## [SUPPLIED PASSAGE]
# Uber took there 20% out of the guarantee money WHAT!!!!!



## Killeen Ubur (Oct 29, 2014)

Uber took there 20% cut out of the my guarantee money WHAT!!!!! I guess not only do you own Uber the 20% out of your fair's but also the guarantee hourly rate to.......No shit

Nice Uber, Please next time can you buy me dinner before you **** me


----------



## DriversOfTheWorldUnite (Nov 11, 2014)

lol. sleazy at best. nice job Luber. (get it? Lube?)


----------



## jimmydewrag1 (Dec 9, 2014)

How does UBER make money if they get no percentage? New here do not flame me too bad.


----------



## LookyLou (Apr 28, 2014)

They used to guarantee earnings on these guarantees. Now they guarantee fares.

See the difference? It's all in how they word the offer.


----------



## UberHammer (Dec 5, 2014)

Sounds like an accounting trick to increase reported earnings. Now we know how the $40 billion valuation is being calculated.


----------



## UL Driver SF (Aug 29, 2014)

Killeen Ubur said:


> Uber took there 20% cut out of the my guarantee money WHAT!!!!! I guess not only do you own Uber the 20% out of your fair's but also the guarantee hourly rate to.......No shit
> 
> Nice Uber, Please next time can you buy me dinner before you **** me


Every Uber guarantee I have been involved in was listed as before the 20%. So I'm thinking they didn't screw you over.


----------



## Lidman (Nov 13, 2014)

jimmydewrag1 said:


> How does UBER make money if they get no percentage? New here do not flame me too bad.


 i'll skip over the % part and the weekly fee part..even if there were no fees or commissions, I cant think of anything at the moment, but im sure they can find other things..or they can just invent a reason.. maybe an uber luxury tax perhaps, ydadyadyadady


----------



## Killeen Ubur (Oct 29, 2014)

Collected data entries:

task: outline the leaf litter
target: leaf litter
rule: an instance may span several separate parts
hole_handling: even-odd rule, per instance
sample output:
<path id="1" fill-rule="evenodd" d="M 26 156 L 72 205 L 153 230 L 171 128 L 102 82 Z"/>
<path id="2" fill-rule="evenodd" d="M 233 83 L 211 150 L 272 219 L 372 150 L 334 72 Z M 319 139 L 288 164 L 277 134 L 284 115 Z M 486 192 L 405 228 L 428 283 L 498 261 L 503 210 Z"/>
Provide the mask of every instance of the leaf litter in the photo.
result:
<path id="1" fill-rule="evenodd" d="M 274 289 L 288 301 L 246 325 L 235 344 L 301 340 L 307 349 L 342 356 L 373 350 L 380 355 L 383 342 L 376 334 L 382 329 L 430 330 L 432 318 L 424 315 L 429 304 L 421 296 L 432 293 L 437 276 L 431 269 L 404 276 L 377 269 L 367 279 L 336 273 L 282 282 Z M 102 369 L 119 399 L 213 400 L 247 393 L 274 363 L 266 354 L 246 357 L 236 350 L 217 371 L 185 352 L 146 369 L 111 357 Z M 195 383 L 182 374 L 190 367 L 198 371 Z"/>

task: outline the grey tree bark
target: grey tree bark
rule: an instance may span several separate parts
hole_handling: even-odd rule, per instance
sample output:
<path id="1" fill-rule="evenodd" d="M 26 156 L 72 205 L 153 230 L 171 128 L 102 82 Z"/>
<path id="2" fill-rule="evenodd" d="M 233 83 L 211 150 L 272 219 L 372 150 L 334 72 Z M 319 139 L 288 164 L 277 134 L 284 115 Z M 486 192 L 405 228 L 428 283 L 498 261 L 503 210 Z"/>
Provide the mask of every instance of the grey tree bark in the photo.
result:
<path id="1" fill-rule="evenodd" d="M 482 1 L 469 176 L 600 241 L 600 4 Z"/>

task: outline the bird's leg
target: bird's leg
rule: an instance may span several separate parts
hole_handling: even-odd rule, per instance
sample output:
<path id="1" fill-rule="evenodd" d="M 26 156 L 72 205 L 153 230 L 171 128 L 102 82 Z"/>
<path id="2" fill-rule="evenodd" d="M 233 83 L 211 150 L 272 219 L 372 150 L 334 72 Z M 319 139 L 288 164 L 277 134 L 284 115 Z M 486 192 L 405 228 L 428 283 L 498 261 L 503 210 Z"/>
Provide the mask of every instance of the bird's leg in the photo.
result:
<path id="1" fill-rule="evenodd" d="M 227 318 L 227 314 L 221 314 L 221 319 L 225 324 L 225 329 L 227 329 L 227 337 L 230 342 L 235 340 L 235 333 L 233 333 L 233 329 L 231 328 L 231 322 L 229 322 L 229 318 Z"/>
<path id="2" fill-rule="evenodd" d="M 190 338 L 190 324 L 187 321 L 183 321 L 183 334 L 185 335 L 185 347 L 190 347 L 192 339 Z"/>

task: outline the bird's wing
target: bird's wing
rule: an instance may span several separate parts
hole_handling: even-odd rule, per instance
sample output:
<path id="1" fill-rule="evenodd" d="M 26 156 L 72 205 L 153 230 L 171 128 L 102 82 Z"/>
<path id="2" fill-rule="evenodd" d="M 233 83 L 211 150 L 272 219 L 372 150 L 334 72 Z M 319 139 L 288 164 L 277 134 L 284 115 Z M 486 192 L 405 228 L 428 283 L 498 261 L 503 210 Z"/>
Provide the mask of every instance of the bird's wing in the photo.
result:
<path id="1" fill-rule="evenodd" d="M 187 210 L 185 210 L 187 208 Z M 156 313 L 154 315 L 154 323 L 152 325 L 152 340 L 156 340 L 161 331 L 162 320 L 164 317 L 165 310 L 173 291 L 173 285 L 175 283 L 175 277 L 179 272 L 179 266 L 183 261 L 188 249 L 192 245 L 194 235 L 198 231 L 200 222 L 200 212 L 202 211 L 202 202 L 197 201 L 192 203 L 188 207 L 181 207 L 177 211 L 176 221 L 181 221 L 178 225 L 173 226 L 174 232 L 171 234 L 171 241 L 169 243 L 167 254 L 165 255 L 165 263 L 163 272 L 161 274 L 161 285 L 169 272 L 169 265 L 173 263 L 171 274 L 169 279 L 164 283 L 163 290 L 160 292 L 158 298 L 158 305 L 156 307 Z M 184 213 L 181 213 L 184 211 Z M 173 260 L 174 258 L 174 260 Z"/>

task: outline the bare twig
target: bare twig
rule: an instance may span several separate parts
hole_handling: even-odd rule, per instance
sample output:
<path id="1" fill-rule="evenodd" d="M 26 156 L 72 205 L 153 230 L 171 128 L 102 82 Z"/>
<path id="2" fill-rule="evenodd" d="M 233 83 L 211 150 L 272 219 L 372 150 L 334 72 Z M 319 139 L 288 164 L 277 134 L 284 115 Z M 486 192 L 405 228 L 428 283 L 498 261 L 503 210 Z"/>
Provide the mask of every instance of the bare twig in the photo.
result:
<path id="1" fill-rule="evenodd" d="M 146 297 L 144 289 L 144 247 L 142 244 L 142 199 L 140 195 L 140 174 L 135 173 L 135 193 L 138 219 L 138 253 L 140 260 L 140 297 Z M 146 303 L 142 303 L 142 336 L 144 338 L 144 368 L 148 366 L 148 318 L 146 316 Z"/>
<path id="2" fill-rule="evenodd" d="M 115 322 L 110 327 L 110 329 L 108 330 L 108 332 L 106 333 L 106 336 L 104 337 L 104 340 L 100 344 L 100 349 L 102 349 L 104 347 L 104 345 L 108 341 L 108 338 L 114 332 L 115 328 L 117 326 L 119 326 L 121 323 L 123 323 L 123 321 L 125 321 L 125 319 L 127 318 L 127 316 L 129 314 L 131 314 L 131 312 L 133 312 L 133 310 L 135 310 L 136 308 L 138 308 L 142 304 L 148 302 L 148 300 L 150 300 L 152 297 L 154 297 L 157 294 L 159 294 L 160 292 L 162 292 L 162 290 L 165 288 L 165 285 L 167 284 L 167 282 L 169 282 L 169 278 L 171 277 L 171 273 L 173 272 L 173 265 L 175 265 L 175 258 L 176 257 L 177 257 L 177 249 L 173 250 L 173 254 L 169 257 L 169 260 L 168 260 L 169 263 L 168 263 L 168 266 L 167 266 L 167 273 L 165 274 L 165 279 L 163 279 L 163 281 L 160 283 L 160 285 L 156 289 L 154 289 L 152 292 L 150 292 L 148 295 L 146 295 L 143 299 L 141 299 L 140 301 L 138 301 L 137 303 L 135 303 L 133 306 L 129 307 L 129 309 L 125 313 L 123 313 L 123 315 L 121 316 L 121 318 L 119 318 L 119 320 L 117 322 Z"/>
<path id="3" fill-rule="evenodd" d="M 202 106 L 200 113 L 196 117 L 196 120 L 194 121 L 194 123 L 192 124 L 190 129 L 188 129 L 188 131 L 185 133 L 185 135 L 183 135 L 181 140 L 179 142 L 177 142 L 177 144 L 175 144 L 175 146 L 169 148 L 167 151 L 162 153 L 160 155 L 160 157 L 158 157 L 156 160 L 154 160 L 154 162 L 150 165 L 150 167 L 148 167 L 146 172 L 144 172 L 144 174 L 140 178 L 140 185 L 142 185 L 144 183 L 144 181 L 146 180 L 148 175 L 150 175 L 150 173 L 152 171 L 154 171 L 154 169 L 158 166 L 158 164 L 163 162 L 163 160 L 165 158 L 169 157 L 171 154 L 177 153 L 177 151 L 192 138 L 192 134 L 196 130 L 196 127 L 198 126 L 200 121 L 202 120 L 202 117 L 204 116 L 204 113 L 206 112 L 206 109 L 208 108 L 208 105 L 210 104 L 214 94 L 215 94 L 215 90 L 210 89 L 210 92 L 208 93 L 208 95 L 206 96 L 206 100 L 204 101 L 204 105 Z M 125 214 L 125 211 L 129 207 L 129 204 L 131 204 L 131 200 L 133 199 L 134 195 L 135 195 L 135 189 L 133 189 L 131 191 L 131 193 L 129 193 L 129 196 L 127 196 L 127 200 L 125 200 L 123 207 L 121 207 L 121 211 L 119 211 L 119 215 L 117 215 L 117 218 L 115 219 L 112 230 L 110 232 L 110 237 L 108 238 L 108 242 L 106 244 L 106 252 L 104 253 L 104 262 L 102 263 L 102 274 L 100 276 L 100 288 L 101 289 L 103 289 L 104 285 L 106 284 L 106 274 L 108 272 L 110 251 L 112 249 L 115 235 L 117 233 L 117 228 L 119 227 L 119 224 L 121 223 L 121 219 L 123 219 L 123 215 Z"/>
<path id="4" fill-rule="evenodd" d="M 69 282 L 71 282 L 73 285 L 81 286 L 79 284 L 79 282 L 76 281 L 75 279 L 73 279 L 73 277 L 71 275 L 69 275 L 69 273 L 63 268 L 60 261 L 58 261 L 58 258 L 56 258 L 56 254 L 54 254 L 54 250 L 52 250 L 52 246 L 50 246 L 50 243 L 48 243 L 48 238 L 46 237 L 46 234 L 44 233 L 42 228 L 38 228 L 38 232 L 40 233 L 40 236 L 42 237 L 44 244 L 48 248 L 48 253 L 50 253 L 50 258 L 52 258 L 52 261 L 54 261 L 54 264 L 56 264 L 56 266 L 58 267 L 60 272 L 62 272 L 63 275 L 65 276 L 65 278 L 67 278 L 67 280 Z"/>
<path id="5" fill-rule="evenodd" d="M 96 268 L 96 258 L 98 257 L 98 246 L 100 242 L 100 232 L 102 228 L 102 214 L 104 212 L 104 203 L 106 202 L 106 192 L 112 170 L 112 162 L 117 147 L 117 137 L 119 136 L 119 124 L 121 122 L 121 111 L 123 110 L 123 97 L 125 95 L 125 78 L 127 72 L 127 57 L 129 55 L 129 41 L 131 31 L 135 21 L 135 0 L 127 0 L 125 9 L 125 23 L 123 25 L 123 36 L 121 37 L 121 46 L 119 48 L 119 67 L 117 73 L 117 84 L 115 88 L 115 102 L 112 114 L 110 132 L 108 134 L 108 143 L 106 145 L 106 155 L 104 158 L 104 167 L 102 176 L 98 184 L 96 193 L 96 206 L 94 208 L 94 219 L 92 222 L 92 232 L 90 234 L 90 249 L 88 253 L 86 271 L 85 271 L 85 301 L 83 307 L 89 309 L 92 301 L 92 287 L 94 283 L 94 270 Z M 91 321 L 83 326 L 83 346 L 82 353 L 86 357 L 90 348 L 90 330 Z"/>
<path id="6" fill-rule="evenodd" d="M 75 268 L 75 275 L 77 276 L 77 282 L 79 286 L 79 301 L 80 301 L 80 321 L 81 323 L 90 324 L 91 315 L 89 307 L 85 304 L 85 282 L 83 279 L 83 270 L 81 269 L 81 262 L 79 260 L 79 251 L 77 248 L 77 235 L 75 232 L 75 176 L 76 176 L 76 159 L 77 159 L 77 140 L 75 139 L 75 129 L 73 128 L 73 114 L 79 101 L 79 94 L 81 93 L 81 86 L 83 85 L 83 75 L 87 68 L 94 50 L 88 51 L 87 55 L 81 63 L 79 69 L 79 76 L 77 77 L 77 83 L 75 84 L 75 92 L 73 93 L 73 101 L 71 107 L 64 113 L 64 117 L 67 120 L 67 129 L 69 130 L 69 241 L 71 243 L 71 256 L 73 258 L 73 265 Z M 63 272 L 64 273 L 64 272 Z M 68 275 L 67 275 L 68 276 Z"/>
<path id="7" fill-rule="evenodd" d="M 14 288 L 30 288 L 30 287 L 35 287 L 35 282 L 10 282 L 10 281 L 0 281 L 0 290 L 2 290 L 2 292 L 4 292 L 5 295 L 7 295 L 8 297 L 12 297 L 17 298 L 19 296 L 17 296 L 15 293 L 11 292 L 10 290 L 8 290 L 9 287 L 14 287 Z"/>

## [WRITTEN PROBLEM A]
In the Uber guarantee thread, translate this sentence into Spanish: "Every Uber guarantee I have been involved in was listed as before the 20%."
## [WRITTEN PROBLEM B]
Answer these questions from the Uber guarantee thread:
(i) What valuation figure does UberHammer mention?
(ii) According to LookyLou, what do the guarantees now cover instead of earnings?
(iii) What date appears on jimmydewrag1's post?

## [COMPLETE RESPONSE A]
Todas las garantías de Uber en las que he participado figuraban como anteriores al 20%.

## [COMPLETE RESPONSE B]
(i) $40 billion
(ii) Fares
(iii) Dec 9, 2014